Problem details:
Copy the Star Trek text below word for word, from start to finish.

Document passage:
--------------------------------------------------
I'm guessing that Star Trek "trekkies" would not consider me a "trekkie". I've never dressed up in Spock ears, mail-ordered an "away team" uniform or did the whole "na noo na noo" hand puppet greeting.
That said, I've watched all of the original Star Trek series featuring Captain Kirk many, many times. I've watched all (or most) of the Next Generation with Captain Jean-Luc Picard. I've watched the motion pictures except for the last reboot one, but I'll get around to it. That's it. I haven't watched any of the other series spin-offs, like the one with that female captain Janeballs or whatever.
Call me a sexist male chauvinist, but if I'm hurtling through space at warp speed in Klingon territory - with tribbles spilling out of the overhead cabinets - and my survival depends on my captain defeating a reptilian Gorn in hand-to-hand combat, I'll take Kirk. Followed closely by Picard. As for Janeballs, she can top off my tea. Earl Grey. Hot.
So it should come as no surprise that I have no intention of watching this new TV series spin-off, Star Trek: Discovery starring "Cagney and Lacey". Give me TJ Hooker any day. And this decision not to watch was BEFORE I read that this series was to feature an openly gay couple.
Wow, how 'ground-breaking' and 'progressive' of them. It's not like every other show doesn't try to shove this crap down our throats.
These progressive leftists in sports and entertainment have ruined what used to be a means of escape for Americans from the progressive leftists in government (and the Statist media). They have even taken over the football field, and now have their queer eye on taking over space.
--------------------------------------------------
Data excerpts:
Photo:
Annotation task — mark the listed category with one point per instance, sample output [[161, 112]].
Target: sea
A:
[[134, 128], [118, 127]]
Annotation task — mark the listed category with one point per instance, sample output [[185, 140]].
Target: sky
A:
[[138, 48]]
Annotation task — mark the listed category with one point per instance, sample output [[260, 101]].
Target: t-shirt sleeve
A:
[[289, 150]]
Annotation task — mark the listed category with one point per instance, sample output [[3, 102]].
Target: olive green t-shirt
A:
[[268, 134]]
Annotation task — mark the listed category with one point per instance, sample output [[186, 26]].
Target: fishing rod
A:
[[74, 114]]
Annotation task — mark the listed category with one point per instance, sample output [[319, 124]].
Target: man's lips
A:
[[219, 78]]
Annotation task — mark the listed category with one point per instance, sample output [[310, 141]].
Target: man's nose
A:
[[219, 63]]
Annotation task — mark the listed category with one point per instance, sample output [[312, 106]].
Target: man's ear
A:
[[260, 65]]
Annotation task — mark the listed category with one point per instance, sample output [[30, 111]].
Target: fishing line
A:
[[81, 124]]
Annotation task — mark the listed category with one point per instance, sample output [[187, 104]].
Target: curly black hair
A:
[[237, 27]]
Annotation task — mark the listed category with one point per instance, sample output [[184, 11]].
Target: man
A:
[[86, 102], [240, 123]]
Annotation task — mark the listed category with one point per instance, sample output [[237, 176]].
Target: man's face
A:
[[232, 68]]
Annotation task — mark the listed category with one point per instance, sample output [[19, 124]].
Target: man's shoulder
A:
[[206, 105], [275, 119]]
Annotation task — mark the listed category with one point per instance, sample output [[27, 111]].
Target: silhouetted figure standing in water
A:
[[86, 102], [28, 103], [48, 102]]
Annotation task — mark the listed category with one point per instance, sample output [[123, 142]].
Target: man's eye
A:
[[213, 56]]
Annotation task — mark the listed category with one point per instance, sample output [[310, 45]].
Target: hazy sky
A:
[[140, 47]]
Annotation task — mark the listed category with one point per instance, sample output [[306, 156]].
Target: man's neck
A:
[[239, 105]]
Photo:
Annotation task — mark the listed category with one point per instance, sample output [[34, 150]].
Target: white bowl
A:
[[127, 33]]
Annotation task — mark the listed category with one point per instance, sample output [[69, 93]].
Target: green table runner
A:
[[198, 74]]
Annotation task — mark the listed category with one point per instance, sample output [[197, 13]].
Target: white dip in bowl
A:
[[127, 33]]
--------------------------------------------------
Task output:
I'm guessing that Star Trek "trekkies" would not consider me a "trekkie". I've never dressed up in Spock ears, mail-ordered an "away team" uniform or did the whole "na noo na noo" hand puppet greeting.
That said, I've watched all of the original Star Trek series featuring Captain Kirk many, many times. I've watched all (or most) of the Next Generation with Captain Jean-Luc Picard. I've watched the motion pictures except for the last reboot one, but I'll get around to it. That's it. I haven't watched any of the other series spin-offs, like the one with that female captain Janeballs or whatever.
Call me a sexist male chauvinist, but if I'm hurtling through space at warp speed in Klingon territory - with tribbles spilling out of the overhead cabinets - and my survival depends on my captain defeating a reptilian Gorn in hand-to-hand combat, I'll take Kirk. Followed closely by Picard. As for Janeballs, she can top off my tea. Earl Grey. Hot.
So it should come as no surprise that I have no intention of watching this new TV series spin-off, Star Trek: Discovery starring "Cagney and Lacey". Give me TJ Hooker any day. And this decision not to watch was BEFORE I read that this series was to feature an openly gay couple.
Wow, how 'ground-breaking' and 'progressive' of them. It's not like every other show doesn't try to shove this crap down our throats.
These progressive leftists in sports and entertainment have ruined what used to be a means of escape for Americans from the progressive leftists in government (and the Statist media). They have even taken over the football field, and now have their queer eye on taking over space.